> **Document excerpt**:
<<<<

Given a correlation matrix and optionally the sample class information, calculates the median correlations of each sample to all other samples in the same class. May be useful for determining outliers.

Usage

median_correlations(cor_matrix, sample_classes = NULL, between_classes = FALSE)

Arguments

cor_matrix

the sample - sample correlations

sample_classes

the sample classes as a character or factor

between_classes

should the between class correlations be evaluated?

Details

The data.frame may have 5 columns, first three are always present, the second two come up if between_classes = TRUE:

med_cor

the median correlation with other samples

sample_id

the sample id, either the rowname or an index

sample_class

the class of the sample. If not provided, set to "C1"

compare_class

the class of the other sample

plot_class

sample_class::compare_class for easy grouping

Value

data.frame


fraction of outliers

Description

Calculates the fraction of entries in each sample that are more than X standard deviations from the trimmed mean. See Details.

Usage

outlier_fraction(
  data,
  sample_classes = NULL,
  n_trim = 3,
  n_sd = 5,
  remove_missing = NA
)

Arguments

data

the data matrix (samples are columns, rows are features)

sample_classes

the sample classes

n_trim

how many features to trim at each end (default is 3)

n_sd

how many SD before treated as outlier (default is 5)

remove_missing

what missing values be removed before calculating? (default is NA)

>>>>

[Excerpts from a point labeling dataset]
<<<<

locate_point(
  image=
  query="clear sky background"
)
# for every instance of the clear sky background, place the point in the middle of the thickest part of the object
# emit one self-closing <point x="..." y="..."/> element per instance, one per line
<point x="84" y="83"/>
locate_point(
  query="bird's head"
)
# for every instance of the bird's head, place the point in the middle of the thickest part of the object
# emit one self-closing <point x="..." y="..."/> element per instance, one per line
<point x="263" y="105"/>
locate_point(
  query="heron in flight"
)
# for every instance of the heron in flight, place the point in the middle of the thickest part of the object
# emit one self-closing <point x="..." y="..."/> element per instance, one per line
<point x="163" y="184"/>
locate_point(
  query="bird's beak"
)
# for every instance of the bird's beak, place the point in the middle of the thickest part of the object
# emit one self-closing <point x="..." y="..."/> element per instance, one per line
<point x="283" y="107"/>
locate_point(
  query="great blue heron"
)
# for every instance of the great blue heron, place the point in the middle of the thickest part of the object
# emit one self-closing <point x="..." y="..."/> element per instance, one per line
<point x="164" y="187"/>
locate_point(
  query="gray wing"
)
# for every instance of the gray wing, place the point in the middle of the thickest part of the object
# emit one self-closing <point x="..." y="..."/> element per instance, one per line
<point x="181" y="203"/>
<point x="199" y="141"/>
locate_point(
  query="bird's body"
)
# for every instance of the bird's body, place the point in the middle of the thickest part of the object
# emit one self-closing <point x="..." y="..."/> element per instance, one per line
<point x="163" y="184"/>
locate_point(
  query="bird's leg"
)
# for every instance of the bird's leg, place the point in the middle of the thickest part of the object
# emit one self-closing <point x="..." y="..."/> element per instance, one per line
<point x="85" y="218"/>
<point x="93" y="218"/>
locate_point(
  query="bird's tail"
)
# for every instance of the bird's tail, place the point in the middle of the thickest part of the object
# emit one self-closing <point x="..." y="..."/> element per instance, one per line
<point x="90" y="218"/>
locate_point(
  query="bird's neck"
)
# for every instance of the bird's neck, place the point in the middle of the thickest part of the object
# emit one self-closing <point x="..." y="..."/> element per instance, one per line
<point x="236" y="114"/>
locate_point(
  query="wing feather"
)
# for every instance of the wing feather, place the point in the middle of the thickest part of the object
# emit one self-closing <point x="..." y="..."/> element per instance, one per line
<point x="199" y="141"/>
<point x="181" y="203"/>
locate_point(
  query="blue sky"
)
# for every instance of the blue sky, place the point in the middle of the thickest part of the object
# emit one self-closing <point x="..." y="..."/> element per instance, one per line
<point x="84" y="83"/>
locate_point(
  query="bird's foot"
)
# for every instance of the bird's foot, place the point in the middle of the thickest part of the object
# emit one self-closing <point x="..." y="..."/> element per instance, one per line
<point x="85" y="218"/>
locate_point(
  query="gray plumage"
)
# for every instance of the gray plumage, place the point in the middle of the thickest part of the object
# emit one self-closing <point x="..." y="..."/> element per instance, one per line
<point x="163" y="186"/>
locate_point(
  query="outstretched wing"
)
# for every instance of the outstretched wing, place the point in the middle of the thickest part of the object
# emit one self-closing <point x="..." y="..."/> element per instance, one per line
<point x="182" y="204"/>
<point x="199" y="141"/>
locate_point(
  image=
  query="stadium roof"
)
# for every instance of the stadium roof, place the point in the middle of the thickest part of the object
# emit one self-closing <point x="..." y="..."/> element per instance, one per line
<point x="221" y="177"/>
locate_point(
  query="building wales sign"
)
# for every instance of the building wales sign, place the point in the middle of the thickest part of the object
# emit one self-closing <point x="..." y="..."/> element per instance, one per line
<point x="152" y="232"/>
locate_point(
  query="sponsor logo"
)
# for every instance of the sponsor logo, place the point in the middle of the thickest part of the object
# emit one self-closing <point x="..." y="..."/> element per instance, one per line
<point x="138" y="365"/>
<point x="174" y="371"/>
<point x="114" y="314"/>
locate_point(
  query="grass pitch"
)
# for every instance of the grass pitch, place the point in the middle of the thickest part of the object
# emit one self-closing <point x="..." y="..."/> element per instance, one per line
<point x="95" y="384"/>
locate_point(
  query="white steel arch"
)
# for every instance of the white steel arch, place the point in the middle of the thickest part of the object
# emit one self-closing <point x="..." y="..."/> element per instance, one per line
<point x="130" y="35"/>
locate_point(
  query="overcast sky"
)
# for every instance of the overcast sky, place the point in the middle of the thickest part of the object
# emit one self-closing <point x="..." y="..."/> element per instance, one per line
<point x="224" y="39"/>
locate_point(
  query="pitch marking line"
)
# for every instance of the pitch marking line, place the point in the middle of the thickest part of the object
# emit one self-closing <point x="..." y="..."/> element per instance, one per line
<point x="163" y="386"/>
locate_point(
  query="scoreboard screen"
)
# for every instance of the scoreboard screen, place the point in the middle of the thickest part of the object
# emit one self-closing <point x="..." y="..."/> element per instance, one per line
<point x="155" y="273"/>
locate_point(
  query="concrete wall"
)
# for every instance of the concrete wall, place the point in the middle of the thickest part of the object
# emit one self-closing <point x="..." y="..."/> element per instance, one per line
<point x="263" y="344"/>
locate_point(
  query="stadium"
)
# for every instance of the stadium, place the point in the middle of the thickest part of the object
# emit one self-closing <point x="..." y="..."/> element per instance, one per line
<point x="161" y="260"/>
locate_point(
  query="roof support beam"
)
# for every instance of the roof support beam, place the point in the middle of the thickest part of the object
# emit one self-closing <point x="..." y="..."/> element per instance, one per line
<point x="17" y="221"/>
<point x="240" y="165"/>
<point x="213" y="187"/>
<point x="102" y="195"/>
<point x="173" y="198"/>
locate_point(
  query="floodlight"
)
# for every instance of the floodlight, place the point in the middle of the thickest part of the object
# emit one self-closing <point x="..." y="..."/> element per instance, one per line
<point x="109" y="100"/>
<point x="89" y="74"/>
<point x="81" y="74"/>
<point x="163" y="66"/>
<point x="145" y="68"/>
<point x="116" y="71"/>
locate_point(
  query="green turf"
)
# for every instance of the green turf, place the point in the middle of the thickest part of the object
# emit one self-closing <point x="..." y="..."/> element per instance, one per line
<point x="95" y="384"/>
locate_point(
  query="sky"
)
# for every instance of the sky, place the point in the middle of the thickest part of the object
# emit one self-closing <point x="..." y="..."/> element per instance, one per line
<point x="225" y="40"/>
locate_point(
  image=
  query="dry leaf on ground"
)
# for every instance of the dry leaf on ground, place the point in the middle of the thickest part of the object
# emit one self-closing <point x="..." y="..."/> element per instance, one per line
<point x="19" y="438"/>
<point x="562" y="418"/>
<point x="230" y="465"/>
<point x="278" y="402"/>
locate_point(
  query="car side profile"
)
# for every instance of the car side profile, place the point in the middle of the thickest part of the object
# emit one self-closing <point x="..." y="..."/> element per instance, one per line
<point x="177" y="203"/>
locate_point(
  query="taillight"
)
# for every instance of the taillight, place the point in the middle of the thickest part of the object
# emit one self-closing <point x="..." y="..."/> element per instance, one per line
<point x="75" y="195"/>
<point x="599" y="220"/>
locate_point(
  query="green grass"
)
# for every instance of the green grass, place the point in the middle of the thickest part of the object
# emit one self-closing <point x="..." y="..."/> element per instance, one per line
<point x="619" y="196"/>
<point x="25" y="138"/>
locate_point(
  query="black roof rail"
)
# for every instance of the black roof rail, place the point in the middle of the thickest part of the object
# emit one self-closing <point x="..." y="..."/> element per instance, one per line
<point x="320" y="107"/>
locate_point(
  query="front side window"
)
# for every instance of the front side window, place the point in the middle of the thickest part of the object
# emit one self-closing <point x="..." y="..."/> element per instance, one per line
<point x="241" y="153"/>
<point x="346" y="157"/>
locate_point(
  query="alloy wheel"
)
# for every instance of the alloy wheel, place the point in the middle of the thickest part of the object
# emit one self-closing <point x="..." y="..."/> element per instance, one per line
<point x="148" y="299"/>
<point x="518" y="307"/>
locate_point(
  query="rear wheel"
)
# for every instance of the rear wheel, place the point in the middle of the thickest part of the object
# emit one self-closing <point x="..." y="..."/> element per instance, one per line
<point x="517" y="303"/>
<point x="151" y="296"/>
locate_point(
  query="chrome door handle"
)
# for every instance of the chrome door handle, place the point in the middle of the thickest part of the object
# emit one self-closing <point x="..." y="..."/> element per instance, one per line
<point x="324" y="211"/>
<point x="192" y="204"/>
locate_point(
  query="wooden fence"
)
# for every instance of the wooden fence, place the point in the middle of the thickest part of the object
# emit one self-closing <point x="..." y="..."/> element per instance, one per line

>>>>

> **Required actions**:
1. Summarize the function documentation in two sentences.
2. Echo the function documentation word for word, starting at "how many features" and ending at "(default is NA)".
3. In the function documentation, what is the sample class set to when no class is provided?
These rows come from a separate source.

> **Answers for the tasks**:
1. The median_correlations function takes a correlation matrix and, optionally, sample class information, computes each sample's median correlation to the other samples in the same class, and returns a data.frame, which may help identify outliers. The outlier_fraction function calculates the fraction of entries in each sample that lie more than a set number of standard deviations from the trimmed mean, by default trimming 3 features at each end and using 5 standard deviations as the cutoff.

2.
how many features to trim at each end (default is 3)

n_sd

how many SD before treated as outlier (default is 5)

remove_missing

what missing values be removed before calculating? (default is NA)

3. It is set to "C1".